Given request a:
Copy the passage from the piece on church legal advice word for word, starting at "#1  Don’t ignore" and ending at "your vault unprotected.".

>> Begin Source

7 Reasons that Proactive Churches Get Legal Advice

I recently got to know David Middlebrook of the Church Law Group. My eyes were reopened to the scope of legal implications for the church. Because I like to focus my energies on vision, I frankly don’t think very much about the legal ramifications of church leadership. What struck me however is this: Legal negligence as a church leader leaves your vision susceptible.

Here are my seven take-aways:

#1  Don’t ignore governance. Sometime a gap grows between the way you practically get things done and the ways things are legally outlined to get done. You church has a by-laws and some kind of “birth certificate” as a legal entity. When is the last time you visited these documents and aligned them to current reality or made them more functional?

#2  Guard your church’s real “vault”—your children. Almost 80% of churches that get taken to trial do so around the safety of children. Many churches to background checks on your children’s workers? That’s a good first step but there is a lot more you can do. Things like designing interview protocols and ongoing regular training to name a few. In the end, your church’s reputation, financial resources and mission are all at risk if you leave your vault unprotected.

>> End Source
>> Begin Supplied entries

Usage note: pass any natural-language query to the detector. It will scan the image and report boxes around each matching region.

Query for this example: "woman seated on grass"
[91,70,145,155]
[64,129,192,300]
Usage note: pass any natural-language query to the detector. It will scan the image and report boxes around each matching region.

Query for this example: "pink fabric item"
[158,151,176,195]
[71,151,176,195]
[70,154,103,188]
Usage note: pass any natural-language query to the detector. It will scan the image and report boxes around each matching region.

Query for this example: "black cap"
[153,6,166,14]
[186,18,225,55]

>> End Supplied entries
>> Begin Supplied entries

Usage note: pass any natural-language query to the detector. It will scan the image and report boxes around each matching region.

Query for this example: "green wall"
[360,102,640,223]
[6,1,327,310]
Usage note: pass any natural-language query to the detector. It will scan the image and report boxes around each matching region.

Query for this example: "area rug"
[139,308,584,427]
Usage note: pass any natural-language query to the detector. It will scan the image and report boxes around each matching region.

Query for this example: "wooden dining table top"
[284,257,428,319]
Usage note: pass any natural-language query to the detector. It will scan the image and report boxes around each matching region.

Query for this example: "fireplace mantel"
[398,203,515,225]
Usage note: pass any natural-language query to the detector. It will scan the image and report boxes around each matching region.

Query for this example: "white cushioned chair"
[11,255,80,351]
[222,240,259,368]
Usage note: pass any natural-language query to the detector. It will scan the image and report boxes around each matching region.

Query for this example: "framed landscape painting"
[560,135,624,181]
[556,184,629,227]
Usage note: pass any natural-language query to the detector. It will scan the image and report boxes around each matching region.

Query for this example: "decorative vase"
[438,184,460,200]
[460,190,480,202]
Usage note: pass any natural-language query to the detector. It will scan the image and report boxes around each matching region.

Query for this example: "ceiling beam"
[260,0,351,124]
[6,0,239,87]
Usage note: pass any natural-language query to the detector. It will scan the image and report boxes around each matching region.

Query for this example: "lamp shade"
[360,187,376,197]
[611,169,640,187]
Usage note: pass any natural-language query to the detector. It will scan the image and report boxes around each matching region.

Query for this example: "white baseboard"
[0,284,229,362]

>> End Supplied entries
>> Begin Supplied entries

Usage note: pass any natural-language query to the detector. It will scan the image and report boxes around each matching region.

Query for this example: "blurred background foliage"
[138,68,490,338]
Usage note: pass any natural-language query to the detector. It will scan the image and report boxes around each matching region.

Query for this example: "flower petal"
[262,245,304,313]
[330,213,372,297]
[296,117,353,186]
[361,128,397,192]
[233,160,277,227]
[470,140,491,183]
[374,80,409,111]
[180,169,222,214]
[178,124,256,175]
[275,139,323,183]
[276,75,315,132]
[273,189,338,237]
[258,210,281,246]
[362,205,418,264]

>> End Supplied entries

Given request b:
How many lines in the records contain the string "white"? Reply with the number alone.

Result a:
#1  Don’t ignore governance. Sometime a gap grows between the way you practically get things done and the ways things are legally outlined to get done. You church has a by-laws and some kind of “birth certificate” as a legal entity. When is the last time you visited these documents and aligned them to current reality or made them more functional?

#2  Guard your church’s real “vault”—your children. Almost 80% of churches that get taken to trial do so around the safety of children. Many churches to background checks on your children’s workers? That’s a good first step but there is a lot more you can do. Things like designing interview protocols and ongoing regular training to name a few. In the end, your church’s reputation, financial resources and mission are all at risk if you leave your vault unprotected.

Result b:
2